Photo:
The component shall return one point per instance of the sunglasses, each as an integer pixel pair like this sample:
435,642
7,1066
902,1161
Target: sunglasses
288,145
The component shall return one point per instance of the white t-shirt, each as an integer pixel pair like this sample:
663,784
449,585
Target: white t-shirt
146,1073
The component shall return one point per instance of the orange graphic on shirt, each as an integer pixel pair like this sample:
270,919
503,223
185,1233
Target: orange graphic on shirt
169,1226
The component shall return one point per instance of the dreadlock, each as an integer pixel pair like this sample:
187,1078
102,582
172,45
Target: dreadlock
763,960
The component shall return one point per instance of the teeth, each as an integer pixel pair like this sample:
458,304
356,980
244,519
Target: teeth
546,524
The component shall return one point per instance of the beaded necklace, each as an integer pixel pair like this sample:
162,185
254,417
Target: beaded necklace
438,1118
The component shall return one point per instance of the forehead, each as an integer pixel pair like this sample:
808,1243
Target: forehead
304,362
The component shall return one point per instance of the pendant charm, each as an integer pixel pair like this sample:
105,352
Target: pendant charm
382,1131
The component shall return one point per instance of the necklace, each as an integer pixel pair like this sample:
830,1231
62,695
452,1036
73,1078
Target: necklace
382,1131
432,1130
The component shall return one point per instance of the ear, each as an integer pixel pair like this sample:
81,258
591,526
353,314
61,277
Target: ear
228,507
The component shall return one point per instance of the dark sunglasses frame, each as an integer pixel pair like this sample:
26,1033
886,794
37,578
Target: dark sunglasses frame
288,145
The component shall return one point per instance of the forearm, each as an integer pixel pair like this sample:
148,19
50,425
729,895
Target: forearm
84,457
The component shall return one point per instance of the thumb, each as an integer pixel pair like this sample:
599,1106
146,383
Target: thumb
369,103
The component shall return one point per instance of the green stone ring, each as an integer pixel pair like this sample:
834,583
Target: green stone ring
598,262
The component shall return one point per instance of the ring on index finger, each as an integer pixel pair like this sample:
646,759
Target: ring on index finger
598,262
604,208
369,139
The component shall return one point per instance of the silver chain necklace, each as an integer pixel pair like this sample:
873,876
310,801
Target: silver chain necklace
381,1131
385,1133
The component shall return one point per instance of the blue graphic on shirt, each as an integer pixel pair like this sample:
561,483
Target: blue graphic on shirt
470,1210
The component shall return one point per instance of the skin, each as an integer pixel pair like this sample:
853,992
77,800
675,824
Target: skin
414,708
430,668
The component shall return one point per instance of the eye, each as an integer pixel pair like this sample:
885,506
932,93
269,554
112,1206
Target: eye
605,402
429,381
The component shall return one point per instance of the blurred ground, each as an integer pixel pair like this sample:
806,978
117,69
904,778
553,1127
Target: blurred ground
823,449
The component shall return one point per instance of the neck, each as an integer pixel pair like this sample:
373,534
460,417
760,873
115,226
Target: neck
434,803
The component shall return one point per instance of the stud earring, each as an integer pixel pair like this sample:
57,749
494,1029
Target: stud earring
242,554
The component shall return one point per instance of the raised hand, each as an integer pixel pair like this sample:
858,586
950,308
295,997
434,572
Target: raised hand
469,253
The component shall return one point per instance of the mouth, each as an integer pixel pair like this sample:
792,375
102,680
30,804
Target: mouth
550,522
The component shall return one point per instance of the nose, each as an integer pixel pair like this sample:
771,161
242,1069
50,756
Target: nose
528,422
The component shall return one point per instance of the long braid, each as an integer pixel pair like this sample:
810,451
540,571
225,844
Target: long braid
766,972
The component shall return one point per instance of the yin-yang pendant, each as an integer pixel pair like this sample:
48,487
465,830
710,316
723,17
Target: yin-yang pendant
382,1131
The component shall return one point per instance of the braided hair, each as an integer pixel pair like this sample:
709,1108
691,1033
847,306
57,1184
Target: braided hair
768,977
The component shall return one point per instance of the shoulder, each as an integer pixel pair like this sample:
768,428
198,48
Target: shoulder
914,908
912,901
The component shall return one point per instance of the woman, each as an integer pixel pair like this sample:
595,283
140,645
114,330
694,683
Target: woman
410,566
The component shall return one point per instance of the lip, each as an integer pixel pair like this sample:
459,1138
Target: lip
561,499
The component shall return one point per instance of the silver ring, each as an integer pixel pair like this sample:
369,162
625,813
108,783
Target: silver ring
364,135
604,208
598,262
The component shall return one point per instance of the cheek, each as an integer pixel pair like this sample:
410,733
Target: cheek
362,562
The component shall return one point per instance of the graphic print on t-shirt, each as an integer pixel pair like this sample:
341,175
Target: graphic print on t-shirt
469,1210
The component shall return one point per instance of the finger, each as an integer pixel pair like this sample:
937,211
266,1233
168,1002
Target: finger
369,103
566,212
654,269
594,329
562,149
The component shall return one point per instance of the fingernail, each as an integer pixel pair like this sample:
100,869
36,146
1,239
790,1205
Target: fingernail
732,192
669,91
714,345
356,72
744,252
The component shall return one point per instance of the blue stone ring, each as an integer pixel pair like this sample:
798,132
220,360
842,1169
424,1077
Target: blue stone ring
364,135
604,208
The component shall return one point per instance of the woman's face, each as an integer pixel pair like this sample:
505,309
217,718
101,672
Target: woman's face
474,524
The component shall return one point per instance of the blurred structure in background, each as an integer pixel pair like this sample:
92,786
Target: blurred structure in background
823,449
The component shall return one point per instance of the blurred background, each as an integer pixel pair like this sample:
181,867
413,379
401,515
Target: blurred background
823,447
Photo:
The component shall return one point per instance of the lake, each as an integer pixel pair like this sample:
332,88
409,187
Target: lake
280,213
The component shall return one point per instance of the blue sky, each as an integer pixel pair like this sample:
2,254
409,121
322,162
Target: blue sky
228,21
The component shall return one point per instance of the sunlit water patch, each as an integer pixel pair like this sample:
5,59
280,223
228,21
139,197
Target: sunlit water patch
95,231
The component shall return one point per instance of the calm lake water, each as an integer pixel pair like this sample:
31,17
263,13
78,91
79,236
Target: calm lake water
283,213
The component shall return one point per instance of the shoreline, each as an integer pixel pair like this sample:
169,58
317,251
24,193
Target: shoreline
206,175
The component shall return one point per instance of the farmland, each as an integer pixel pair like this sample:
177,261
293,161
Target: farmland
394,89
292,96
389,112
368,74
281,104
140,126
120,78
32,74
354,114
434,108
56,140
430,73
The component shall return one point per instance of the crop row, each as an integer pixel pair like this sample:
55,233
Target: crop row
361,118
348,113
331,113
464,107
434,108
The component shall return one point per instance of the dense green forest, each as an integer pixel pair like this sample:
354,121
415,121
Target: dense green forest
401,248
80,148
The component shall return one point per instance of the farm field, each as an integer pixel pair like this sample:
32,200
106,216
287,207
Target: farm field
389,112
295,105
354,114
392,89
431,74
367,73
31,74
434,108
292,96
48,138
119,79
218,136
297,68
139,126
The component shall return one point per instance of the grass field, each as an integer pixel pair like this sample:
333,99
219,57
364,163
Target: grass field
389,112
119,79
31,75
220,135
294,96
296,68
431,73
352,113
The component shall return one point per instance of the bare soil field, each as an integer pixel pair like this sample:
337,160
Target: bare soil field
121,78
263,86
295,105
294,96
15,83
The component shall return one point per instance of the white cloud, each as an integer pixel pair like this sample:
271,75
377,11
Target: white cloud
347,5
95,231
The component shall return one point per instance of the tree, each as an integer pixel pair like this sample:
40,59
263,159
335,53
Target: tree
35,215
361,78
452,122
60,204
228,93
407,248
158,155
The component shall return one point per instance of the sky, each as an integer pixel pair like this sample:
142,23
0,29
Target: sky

────────────────────

» **YOUR OBJECTIVE**
From the first line to the last, retype the data exactly.

» **OUTPUT FOR THIS TASK**
Photo:
The component shall return one point per instance of the sunglasses, each as an integer pixel pair like this sample:
435,642
7,1066
902,1161
Target: sunglasses
288,145
The component shall return one point per instance of the white t-shirt, each as an integer pixel pair like this sample:
663,784
449,585
Target: white t-shirt
146,1073
The component shall return one point per instance of the orange graphic on shirt, each as an integer pixel pair like this sample:
270,919
503,223
185,1233
Target: orange graphic on shirt
169,1226
The component shall return one point per instance of the dreadlock, each as an integer pixel pair like this sample:
187,1078
102,582
172,45
Target: dreadlock
763,960
The component shall return one point per instance of the teeth, each as an integer pixel pair like this sample:
458,304
356,980
244,519
Target: teeth
546,524
The component shall return one point per instance of the beaded necklace, each as an integer pixel pair like this sample:
162,185
254,417
Target: beaded necklace
438,1118
The component shall return one point per instance of the forehead, each as an integer pixel pair like this sample:
808,1243
Target: forehead
304,362
The component shall return one point per instance of the pendant charm, each as an integer pixel pair like this sample:
105,352
Target: pendant charm
382,1131
The component shall return one point per instance of the necklace, each as an integer pixel pair like this sample:
830,1231
62,695
452,1036
73,1078
Target: necklace
382,1131
432,1130
The component shall return one point per instance of the ear, each as an integer pixel pair like this sample:
81,258
591,526
353,314
61,277
Target: ear
228,507
The component shall return one point per instance of the dark sunglasses frame, each as an integer pixel pair like this sample:
26,1033
886,794
37,578
Target: dark sunglasses frame
288,145
The component shall return one point per instance of the forearm, each as an integer pixel pair like this sample:
148,19
50,425
729,895
Target: forearm
84,457
The component shall return one point per instance of the thumb, each as an integer pixel pair like this sample:
599,1106
146,383
Target: thumb
369,103
The component shall return one point per instance of the green stone ring, each as an integer pixel pair like this sample:
834,583
Target: green stone ring
598,262
The component shall return one point per instance of the ring on index finger, each as an integer pixel pair like this sample:
646,759
Target: ring on index finger
598,262
604,208
369,139
The component shall return one point per instance of the silver chain necklace, each as an integer pixel pair like this sample:
873,876
310,801
Target: silver chain necklace
381,1131
385,1133
The component shall return one point per instance of the blue graphic on shirt, each as an integer pixel pair like this sample:
561,483
Target: blue graphic on shirt
470,1210
The component shall return one point per instance of the skin, each as an integer pixel pair like this sample:
853,992
77,800
675,824
Target: skin
414,708
430,668
The component shall return one point per instance of the eye, each as an integer pixel pair like this sample:
885,506
932,93
269,554
112,1206
Target: eye
605,402
429,381
The component shall return one point per instance of the blurred ground, each as an integer pixel pair like this sample:
806,978
117,69
904,778
553,1127
Target: blurred ground
823,449
The component shall return one point per instance of the neck, each as an integer pixel pair like this sample:
373,534
460,417
760,873
115,226
Target: neck
434,803
The component shall return one point per instance of the stud earring, each as an integer pixel pair like this sample:
57,749
494,1029
Target: stud earring
242,554
The component shall return one point per instance of the raised hand, each as an integer pixel pair like this sample:
858,586
950,308
295,997
434,572
Target: raised hand
469,253
The component shall return one point per instance of the mouth, each as an integer pixel pair like this sample:
792,375
102,680
30,804
Target: mouth
550,522
The component shall return one point per instance of the nose, each as an integer pixel pair like this sample:
771,161
242,1069
50,756
Target: nose
528,422
The component shall return one point per instance of the long braid, each as an integer pixel pair like this sample:
810,451
540,571
225,844
Target: long braid
766,972
The component shall return one point per instance of the yin-yang pendant, each as an integer pixel pair like this sample:
48,487
465,830
710,316
723,17
Target: yin-yang pendant
382,1131
The component shall return one point per instance of the braided hair, each as an integer pixel pair like this sample:
709,1108
691,1033
847,306
57,1184
Target: braided hair
768,977
The component shall return one point per instance of the shoulder, each as an integer pixel pair like this sample:
768,428
198,48
Target: shoulder
914,908
912,901
The component shall return one point per instance of the woman, each as an integer pixel pair like this sample:
595,283
140,645
114,330
694,683
Target: woman
410,566
The component shall return one point per instance of the lip, each as an integer pixel pair like this sample:
459,1138
Target: lip
561,499
The component shall return one point per instance of the silver ring, each as an integer pixel pair like this sample:
369,162
625,813
108,783
Target: silver ring
364,135
604,208
598,262
The component shall return one point per instance of the cheek, each as an integer pixel pair like this sample:
410,733
Target: cheek
362,562
The component shall return one point per instance of the graphic print on t-shirt, each as an integer pixel pair like this sample:
341,175
Target: graphic print on t-shirt
469,1210
The component shall return one point per instance of the finger, each as an integer pixel pair like this sample:
937,211
266,1233
168,1002
Target: finger
369,103
566,212
654,269
594,329
562,149
The component shall return one point per instance of the fingernail, each as an integer pixel pair like this sample:
100,869
36,146
1,239
790,1205
Target: fingernail
732,192
669,91
714,345
356,72
744,252
The component shall return one point per instance of the blue stone ring, each as an integer pixel pair like this sample:
798,132
220,360
842,1169
424,1077
Target: blue stone ring
364,135
604,208
The component shall return one point per instance of the woman's face, each as an integer pixel pair like this sample:
505,309
217,718
101,672
Target: woman's face
474,524
The component shall return one point per instance of the blurred structure in background, each as an integer pixel pair like this sample:
92,786
Target: blurred structure in background
823,449
The component shall return one point per instance of the blurred background, each as an integer pixel pair like this sample:
181,867
413,379
401,515
Target: blurred background
823,447
Photo:
The component shall return one point per instance of the lake, each as an integer pixel pair like this sample:
332,88
409,187
Target: lake
280,213
The component shall return one point per instance of the blue sky, each as an integer pixel pair like this sample:
2,254
409,121
322,162
Target: blue sky
228,21
The component shall return one point per instance of the sunlit water patch, each as an integer pixel pair like this sample:
5,59
280,223
228,21
139,197
Target: sunlit water patch
95,231
The component shall return one point per instance of the calm lake water, each as an integer pixel pair like this sample:
31,17
263,13
78,91
79,236
Target: calm lake water
283,213
The component shall return one point per instance of the shoreline, each as an integer pixel pair like this sample:
169,58
317,251
24,193
Target: shoreline
206,175
The component shall return one point per instance of the farmland, each as an integer pixel pair like this sample:
177,261
293,161
Target: farmland
394,89
292,96
389,112
368,74
281,104
140,126
120,78
32,74
354,114
434,108
56,140
430,73
The component shall return one point per instance of the crop row, each as an integer pixel pair like this sample:
55,233
Target: crop row
361,118
348,113
331,113
464,107
434,108
The component shall return one point per instance of the dense green forest, each as an integer pixel pair like this sample:
354,121
415,121
Target: dense green forest
401,248
80,148
The component shall return one point per instance of the farm field, each as an integer pixel pair like this sample:
32,200
106,216
287,207
Target: farm field
389,112
295,105
354,114
392,89
431,74
367,73
31,74
434,108
292,96
48,138
119,79
218,136
297,68
139,126
The component shall return one point per instance of the grass field, each as an integer pixel pair like this sample:
333,99
219,57
364,163
Target: grass field
389,112
119,79
31,75
220,135
294,96
296,68
431,73
352,113
The component shall return one point per instance of the bare soil field, each as an integer pixel pair like this sample:
337,160
Target: bare soil field
121,78
263,86
295,105
294,96
15,83
The component shall return one point per instance of the white cloud, each as an integer pixel pair like this sample:
271,75
377,11
Target: white cloud
347,5
95,231
The component shall return one point per instance of the tree, each as an integer pixel pair like this sample:
40,59
263,159
335,53
Target: tree
35,215
361,78
452,122
60,204
228,93
407,248
158,155
The component shall return one point per instance of the sky, each as an integer pixel pair like this sample:
142,23
0,29
Target: sky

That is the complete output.